> **What the task asks**
Copy the entries below word for word, starting at the line containing "Would you be able to indicate the small" and continuing through the last of them, with the pictures left out.

> **Working data**
• • • • •
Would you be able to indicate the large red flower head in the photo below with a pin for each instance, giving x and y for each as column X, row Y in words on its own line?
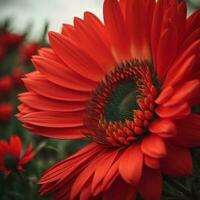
column 130, row 84
column 12, row 158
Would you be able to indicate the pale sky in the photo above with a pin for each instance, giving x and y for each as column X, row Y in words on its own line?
column 56, row 12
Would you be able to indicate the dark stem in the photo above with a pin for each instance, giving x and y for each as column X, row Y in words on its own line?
column 177, row 185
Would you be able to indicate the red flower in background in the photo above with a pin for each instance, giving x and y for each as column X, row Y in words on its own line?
column 6, row 84
column 17, row 74
column 6, row 111
column 10, row 40
column 12, row 158
column 129, row 84
column 27, row 50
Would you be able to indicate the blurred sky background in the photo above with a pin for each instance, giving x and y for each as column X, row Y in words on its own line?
column 36, row 12
column 56, row 12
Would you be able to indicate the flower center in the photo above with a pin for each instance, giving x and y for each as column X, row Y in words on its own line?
column 122, row 105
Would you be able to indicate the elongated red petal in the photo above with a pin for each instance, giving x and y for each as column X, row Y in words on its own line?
column 154, row 146
column 163, row 127
column 120, row 190
column 151, row 184
column 76, row 59
column 131, row 172
column 188, row 131
column 115, row 26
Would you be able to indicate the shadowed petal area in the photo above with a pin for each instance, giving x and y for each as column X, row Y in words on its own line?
column 178, row 161
column 150, row 187
column 76, row 59
column 120, row 190
column 132, row 171
column 188, row 131
column 154, row 146
column 163, row 127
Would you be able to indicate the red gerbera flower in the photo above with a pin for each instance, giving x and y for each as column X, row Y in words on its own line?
column 11, row 157
column 6, row 111
column 129, row 84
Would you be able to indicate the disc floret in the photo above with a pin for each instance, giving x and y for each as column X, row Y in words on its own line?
column 122, row 105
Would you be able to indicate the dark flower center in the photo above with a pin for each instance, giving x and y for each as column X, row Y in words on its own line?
column 10, row 162
column 122, row 105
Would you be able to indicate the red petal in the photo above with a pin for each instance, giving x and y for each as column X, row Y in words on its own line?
column 184, row 93
column 186, row 60
column 15, row 146
column 132, row 171
column 138, row 27
column 164, row 95
column 188, row 134
column 151, row 162
column 120, row 190
column 115, row 26
column 174, row 112
column 167, row 49
column 58, row 133
column 178, row 162
column 151, row 184
column 54, row 119
column 38, row 102
column 102, row 170
column 87, row 173
column 61, row 75
column 154, row 146
column 76, row 59
column 37, row 83
column 163, row 127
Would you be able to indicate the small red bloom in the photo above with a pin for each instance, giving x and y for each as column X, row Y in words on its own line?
column 17, row 74
column 27, row 50
column 129, row 84
column 6, row 111
column 11, row 156
column 6, row 84
column 11, row 39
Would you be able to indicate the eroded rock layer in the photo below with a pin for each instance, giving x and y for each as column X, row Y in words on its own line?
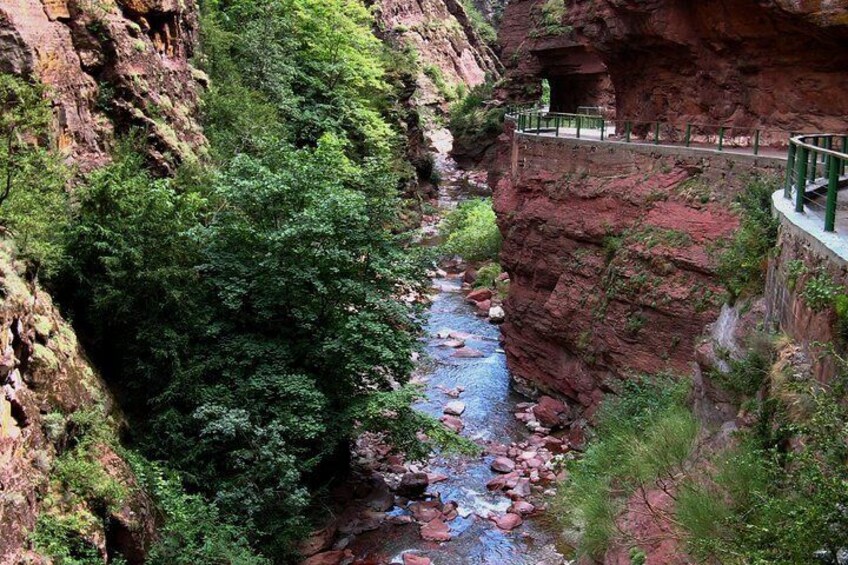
• • • • •
> **Exercise result**
Would you be able to indicate the small red bloom in the photo above with a pin for each instance, giving x and y for each as column X, row Y in words on its own line?
column 17, row 74
column 27, row 50
column 129, row 84
column 6, row 111
column 11, row 156
column 6, row 84
column 11, row 39
Would you be able to indicate the eroded rock layer in the photo below with a pin for each instance, giving x and y for each as column X, row Y in words on its own line?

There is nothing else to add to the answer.